> [Exercise goal]
Write out each line exactly as it stands, please.

> [Dataset excerpts]
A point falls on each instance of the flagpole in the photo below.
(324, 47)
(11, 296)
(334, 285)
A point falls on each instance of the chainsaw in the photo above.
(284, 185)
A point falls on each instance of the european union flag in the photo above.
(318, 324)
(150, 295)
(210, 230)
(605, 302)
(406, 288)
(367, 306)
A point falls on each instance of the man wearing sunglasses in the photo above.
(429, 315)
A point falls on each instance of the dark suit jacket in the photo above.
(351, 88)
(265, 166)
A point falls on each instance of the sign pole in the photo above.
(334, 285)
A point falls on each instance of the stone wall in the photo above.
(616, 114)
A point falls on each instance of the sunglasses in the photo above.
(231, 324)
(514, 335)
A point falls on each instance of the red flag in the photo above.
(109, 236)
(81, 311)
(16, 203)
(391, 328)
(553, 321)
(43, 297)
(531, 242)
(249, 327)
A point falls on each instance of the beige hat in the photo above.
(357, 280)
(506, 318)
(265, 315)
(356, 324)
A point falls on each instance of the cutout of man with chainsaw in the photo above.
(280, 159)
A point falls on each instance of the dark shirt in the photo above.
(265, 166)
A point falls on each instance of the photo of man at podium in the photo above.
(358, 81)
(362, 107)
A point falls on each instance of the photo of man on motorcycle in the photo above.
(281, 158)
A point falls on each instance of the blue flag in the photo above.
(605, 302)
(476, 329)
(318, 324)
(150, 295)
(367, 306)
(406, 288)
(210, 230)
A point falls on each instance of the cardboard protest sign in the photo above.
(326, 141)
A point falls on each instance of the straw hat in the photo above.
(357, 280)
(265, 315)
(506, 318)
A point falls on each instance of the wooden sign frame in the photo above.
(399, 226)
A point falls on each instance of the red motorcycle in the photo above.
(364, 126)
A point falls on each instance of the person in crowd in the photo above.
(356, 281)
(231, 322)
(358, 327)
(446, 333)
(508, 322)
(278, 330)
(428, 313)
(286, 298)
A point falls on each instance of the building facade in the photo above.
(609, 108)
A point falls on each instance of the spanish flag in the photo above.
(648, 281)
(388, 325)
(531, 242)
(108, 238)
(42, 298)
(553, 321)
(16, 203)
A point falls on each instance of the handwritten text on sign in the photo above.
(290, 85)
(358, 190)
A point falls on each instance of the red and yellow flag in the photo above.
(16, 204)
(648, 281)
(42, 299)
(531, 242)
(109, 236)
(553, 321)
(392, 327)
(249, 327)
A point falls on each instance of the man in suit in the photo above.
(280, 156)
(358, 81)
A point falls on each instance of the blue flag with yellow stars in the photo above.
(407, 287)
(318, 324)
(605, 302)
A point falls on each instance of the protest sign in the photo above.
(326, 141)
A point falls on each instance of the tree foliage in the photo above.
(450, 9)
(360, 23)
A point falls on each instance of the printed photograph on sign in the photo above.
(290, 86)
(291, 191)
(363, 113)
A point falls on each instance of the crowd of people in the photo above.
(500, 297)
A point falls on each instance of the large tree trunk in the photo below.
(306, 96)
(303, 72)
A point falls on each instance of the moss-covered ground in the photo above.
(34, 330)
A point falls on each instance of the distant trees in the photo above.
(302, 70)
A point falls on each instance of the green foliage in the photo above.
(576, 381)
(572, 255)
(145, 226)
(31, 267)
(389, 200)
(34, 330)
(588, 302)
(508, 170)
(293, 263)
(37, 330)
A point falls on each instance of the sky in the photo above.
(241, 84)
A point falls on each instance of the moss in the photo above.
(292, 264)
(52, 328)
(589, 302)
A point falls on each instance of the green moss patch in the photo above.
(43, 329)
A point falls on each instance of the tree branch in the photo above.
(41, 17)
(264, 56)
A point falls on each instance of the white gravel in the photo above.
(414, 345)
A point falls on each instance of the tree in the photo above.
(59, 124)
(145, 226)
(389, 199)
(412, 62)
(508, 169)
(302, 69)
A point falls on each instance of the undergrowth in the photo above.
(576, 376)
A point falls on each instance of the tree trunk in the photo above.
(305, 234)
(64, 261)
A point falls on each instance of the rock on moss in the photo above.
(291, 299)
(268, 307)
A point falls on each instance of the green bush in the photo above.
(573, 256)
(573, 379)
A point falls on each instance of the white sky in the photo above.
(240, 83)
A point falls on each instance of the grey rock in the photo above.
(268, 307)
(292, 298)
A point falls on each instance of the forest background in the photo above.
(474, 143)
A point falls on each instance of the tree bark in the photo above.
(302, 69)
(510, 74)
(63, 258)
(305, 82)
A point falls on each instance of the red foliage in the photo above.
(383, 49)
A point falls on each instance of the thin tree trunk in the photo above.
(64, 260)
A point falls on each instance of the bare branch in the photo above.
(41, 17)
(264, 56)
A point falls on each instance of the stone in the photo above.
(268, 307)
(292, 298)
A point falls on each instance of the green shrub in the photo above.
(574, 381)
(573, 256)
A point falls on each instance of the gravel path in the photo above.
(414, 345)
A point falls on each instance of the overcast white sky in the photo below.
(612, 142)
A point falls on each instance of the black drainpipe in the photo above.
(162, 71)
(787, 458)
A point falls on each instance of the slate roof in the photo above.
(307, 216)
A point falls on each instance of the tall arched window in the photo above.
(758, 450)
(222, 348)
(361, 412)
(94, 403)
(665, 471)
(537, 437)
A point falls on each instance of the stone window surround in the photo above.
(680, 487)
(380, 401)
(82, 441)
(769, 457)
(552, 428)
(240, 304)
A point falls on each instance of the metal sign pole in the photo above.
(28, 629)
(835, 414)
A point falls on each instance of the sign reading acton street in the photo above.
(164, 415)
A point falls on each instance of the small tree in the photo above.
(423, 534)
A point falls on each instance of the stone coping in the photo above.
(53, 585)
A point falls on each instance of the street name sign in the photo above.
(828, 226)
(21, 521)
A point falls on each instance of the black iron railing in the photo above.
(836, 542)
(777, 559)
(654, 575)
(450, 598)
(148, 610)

> [Written reply]
A point falls on each instance of the flagpole in the photo below.
(324, 47)
(11, 296)
(334, 285)
A point falls on each instance of the chainsaw in the photo above.
(284, 185)
A point falls on each instance of the european union flag in the photo above.
(318, 324)
(150, 295)
(210, 230)
(605, 302)
(406, 288)
(367, 306)
A point falls on each instance of the man wearing sunglasses in the photo above.
(429, 315)
A point falls on each instance of the dark suit jacket in the photo above.
(351, 88)
(265, 166)
A point falls on each instance of the sign pole in the photo above.
(334, 285)
A point falls on each instance of the stone wall in the photo above.
(616, 114)
A point falls on each instance of the sunglasses in the photo above.
(231, 324)
(514, 335)
A point falls on each instance of the red flag in the photo above.
(109, 236)
(81, 311)
(16, 203)
(391, 328)
(553, 321)
(43, 297)
(531, 242)
(249, 327)
A point falls on each instance of the beige hat in the photo above.
(357, 280)
(506, 318)
(265, 315)
(356, 324)
A point falls on each instance of the cutout of man with chainsaw in the photo above.
(280, 159)
A point falls on each instance of the dark shirt in the photo above.
(265, 166)
A point falls on each instance of the photo of man at podium in the photo above.
(358, 81)
(362, 107)
A point falls on each instance of the photo of man on motorcycle in the photo above.
(281, 158)
A point falls on each instance of the blue flag in the photo above.
(605, 302)
(476, 329)
(318, 324)
(150, 295)
(367, 306)
(406, 288)
(210, 230)
A point falls on each instance of the cardboard protest sign in the photo above.
(326, 141)
A point falls on each instance of the straw hat in the photo above.
(357, 280)
(265, 315)
(506, 318)
A point falls on each instance of the wooden sign frame in the photo above.
(399, 226)
A point falls on each instance of the red motorcycle in the photo above.
(364, 126)
A point falls on each instance of the person in crowd in the photo above.
(356, 281)
(231, 322)
(358, 327)
(446, 333)
(508, 322)
(278, 330)
(428, 313)
(286, 298)
A point falls on each instance of the building facade in the photo above.
(609, 108)
A point falls on each instance of the spanish flag in the photo above.
(648, 281)
(388, 325)
(531, 242)
(108, 238)
(42, 298)
(553, 321)
(16, 203)
A point falls on each instance of the handwritten text on sign in the photo above.
(290, 85)
(358, 190)
A point falls on each instance of the red and yellow flag in the photo above.
(16, 204)
(648, 281)
(42, 299)
(531, 242)
(109, 236)
(553, 321)
(392, 327)
(249, 327)
A point falls on each instance of the man in suit in the photo above.
(280, 156)
(358, 81)
A point falls on each instance of the blue flag with yellow stars in the photo above.
(407, 287)
(318, 324)
(605, 302)
A point falls on each instance of the protest sign in the photo above.
(326, 141)
A point falls on each instance of the tree foliage in the photo above.
(450, 9)
(360, 23)
A point falls on each instance of the printed photograph on sign in the photo above.
(290, 86)
(291, 191)
(363, 113)
A point falls on each instance of the crowd of people in the photo above.
(500, 297)
A point falls on each instance of the large tree trunk in the photo below.
(306, 96)
(303, 72)
A point falls on each instance of the moss-covered ground in the photo above.
(34, 330)
A point falls on each instance of the distant trees in the photo above.
(302, 70)
A point falls on each instance of the green foliage in the photo above.
(576, 381)
(572, 255)
(145, 226)
(31, 267)
(389, 200)
(34, 330)
(588, 302)
(508, 170)
(293, 263)
(37, 330)
A point falls on each instance of the sky in the photo above.
(241, 84)
A point falls on each instance of the moss in the photo above.
(292, 264)
(52, 328)
(589, 302)
A point falls on each instance of the green moss patch in the photo above.
(43, 329)
A point falls on each instance of the tree branch in the photo above.
(41, 17)
(264, 56)
A point falls on each instance of the white gravel in the photo above.
(414, 345)
A point falls on each instance of the tree in the photo above.
(59, 124)
(145, 226)
(389, 199)
(412, 62)
(508, 169)
(302, 69)
A point falls on each instance of the undergrowth in the photo above.
(576, 376)
A point falls on each instance of the tree trunk in the photo above.
(305, 234)
(64, 261)
A point falls on each instance of the rock on moss in the photo above.
(291, 299)
(268, 307)
A point falls on each instance of the green bush in the photo above.
(573, 256)
(573, 379)
A point falls on each instance of the white sky in the photo above.
(240, 83)
A point falls on each instance of the grey rock in the photo above.
(268, 307)
(292, 298)
A point falls on each instance of the forest background in the photo above.
(474, 143)
A point falls on each instance of the tree bark in the photo above.
(302, 69)
(510, 74)
(63, 258)
(305, 82)
A point falls on each instance of the red foliage in the photo above.
(383, 49)
A point falls on each instance of the thin tree trunk in the photo above.
(64, 260)
A point falls on each instance of the bare branch in the photo above.
(41, 17)
(264, 56)
A point falls on each instance of the stone in the photo above.
(268, 307)
(292, 298)
A point falls on each instance of the green shrub in the photo above.
(574, 381)
(573, 256)
A point falls on each instance of the gravel path in the photo above.
(414, 345)
A point falls on each instance of the overcast white sky in the photo below.
(612, 142)
A point falls on each instance of the black drainpipe in the photo above.
(162, 71)
(787, 458)
A point falls on each instance of the slate roof in the photo above.
(307, 216)
A point falls on each instance of the tall arched window in the photo above.
(758, 450)
(222, 348)
(361, 412)
(94, 403)
(665, 471)
(537, 437)
A point falls on each instance of the stone window surround in the photo above.
(680, 487)
(380, 401)
(82, 441)
(769, 457)
(552, 428)
(240, 304)
A point falls on each instance of the metal sign pole in the photo above.
(28, 629)
(835, 414)
A point falls on each instance of the sign reading acton street in the photo above.
(164, 415)
A point falls on each instance of the small tree in the photo above.
(423, 534)
A point falls on each instance of the stone coping in the photo above.
(53, 585)
A point falls on each instance of the street name sign in the photo above.
(828, 226)
(21, 521)
A point falls on each instance of the black iron railing in the photo above.
(836, 542)
(777, 559)
(654, 575)
(450, 598)
(148, 610)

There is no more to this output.